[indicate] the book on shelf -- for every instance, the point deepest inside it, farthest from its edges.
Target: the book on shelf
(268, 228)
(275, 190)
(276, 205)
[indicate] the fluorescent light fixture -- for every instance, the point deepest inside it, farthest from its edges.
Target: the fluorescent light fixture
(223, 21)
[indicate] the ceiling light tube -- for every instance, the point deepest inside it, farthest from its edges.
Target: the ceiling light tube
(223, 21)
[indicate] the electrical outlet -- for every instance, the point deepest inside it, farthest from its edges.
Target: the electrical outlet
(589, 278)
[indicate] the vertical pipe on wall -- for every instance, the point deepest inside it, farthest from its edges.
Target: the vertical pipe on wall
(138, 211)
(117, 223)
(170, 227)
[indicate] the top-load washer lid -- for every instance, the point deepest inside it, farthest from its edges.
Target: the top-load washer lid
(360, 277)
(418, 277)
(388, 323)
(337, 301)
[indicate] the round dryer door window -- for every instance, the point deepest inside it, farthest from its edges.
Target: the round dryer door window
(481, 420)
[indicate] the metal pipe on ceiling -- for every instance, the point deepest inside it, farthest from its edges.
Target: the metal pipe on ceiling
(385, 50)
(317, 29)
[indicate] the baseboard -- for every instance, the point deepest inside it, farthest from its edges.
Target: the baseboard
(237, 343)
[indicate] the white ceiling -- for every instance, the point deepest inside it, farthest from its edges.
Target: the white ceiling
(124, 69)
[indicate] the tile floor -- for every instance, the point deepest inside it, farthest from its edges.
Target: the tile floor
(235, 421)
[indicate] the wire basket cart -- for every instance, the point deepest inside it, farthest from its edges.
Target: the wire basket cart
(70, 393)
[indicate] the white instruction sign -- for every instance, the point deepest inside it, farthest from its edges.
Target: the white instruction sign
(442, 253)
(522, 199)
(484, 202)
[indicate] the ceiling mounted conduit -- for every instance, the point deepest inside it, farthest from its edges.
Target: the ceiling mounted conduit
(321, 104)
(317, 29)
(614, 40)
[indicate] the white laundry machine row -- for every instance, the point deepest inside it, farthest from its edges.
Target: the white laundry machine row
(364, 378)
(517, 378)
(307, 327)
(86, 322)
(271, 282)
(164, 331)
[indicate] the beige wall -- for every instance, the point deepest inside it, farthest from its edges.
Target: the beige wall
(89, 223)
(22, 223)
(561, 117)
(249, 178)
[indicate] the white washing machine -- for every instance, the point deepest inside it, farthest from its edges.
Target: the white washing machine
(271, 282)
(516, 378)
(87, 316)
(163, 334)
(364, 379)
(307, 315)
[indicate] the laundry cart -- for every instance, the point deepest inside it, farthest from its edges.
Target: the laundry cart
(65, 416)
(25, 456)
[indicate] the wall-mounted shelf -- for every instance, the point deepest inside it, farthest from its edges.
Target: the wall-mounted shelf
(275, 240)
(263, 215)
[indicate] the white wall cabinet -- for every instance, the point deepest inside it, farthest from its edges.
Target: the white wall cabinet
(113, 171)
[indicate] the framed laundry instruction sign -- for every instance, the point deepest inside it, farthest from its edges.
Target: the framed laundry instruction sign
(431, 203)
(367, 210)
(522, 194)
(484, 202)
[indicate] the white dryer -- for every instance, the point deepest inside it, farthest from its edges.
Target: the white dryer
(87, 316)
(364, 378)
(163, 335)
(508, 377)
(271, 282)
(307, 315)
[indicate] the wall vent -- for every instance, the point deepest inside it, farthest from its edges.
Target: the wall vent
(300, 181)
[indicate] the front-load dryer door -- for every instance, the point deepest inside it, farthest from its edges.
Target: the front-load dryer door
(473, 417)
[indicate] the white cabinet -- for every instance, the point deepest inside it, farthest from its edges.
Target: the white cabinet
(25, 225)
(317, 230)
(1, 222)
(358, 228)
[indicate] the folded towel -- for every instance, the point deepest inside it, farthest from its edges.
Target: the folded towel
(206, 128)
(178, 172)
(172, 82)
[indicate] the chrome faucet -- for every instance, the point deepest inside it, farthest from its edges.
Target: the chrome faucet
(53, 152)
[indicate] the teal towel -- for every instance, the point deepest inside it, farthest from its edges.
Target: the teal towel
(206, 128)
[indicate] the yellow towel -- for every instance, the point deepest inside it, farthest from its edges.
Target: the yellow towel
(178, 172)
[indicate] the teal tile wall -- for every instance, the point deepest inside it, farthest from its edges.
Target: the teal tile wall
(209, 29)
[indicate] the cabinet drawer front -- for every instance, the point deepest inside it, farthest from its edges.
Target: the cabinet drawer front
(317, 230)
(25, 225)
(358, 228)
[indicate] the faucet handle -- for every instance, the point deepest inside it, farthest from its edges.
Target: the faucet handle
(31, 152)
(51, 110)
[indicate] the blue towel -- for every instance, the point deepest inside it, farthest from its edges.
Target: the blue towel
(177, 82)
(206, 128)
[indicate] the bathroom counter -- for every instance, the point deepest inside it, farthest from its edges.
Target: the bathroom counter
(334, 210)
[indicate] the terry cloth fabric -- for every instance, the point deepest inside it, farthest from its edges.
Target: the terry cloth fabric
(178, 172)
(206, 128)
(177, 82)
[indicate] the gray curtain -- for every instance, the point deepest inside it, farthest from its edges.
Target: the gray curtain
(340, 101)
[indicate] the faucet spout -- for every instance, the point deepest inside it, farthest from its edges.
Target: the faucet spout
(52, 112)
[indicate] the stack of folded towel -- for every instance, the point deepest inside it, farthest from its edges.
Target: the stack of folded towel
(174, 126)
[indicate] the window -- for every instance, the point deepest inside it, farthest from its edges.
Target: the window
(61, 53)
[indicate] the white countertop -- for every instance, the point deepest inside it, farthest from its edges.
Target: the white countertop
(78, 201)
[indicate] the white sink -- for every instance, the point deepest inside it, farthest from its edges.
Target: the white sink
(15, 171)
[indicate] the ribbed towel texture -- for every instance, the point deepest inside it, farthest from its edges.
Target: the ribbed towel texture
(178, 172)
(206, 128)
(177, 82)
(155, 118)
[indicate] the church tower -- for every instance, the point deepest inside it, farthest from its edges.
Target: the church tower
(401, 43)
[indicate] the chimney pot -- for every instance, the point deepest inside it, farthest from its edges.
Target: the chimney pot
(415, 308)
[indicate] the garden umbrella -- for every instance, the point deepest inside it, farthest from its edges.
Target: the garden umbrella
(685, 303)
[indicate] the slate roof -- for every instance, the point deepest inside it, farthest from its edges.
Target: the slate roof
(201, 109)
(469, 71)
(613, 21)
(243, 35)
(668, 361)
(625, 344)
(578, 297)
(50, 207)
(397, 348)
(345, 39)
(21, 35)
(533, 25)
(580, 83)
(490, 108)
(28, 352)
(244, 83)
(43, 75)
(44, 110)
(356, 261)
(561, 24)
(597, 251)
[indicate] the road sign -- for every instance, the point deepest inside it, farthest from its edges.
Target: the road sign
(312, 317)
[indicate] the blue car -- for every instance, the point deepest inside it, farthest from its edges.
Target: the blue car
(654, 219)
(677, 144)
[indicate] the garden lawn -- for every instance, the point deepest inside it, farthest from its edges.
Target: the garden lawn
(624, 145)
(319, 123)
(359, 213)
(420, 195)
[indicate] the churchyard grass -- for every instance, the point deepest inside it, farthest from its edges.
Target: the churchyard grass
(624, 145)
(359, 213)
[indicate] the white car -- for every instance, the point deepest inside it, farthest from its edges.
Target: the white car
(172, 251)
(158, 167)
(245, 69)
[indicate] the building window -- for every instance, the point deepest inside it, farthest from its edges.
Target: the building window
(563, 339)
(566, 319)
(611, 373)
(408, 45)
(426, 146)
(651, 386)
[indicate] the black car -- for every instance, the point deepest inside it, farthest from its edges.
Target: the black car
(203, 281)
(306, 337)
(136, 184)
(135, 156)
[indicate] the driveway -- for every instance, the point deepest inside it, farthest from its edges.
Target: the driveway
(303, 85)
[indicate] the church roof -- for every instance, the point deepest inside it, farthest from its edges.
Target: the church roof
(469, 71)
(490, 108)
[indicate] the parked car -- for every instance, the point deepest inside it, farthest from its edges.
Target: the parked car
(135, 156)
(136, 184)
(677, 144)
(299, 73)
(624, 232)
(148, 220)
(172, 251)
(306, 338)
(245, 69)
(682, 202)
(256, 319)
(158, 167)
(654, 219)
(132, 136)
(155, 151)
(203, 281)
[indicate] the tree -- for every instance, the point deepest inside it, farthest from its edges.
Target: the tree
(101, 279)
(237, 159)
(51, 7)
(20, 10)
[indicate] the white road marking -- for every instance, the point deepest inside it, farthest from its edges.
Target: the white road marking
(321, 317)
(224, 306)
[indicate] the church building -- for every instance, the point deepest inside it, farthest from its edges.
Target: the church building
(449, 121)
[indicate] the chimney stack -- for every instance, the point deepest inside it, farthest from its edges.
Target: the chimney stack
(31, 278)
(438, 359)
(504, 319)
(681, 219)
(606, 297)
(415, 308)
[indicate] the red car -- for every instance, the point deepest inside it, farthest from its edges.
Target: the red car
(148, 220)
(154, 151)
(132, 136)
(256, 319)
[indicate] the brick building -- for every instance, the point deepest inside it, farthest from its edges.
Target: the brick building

■ **To do**:
Starting at the line that contains "[indicate] the brick" and continuing through the end of the data, rewrite those lines with "brick building" changed to "stone building". Leave everything else unchanged, and return only those lines.

■ **Problem solution**:
[indicate] the stone building -- for every instance, the point deepest inside it, farthest from its edges.
Target: the stone building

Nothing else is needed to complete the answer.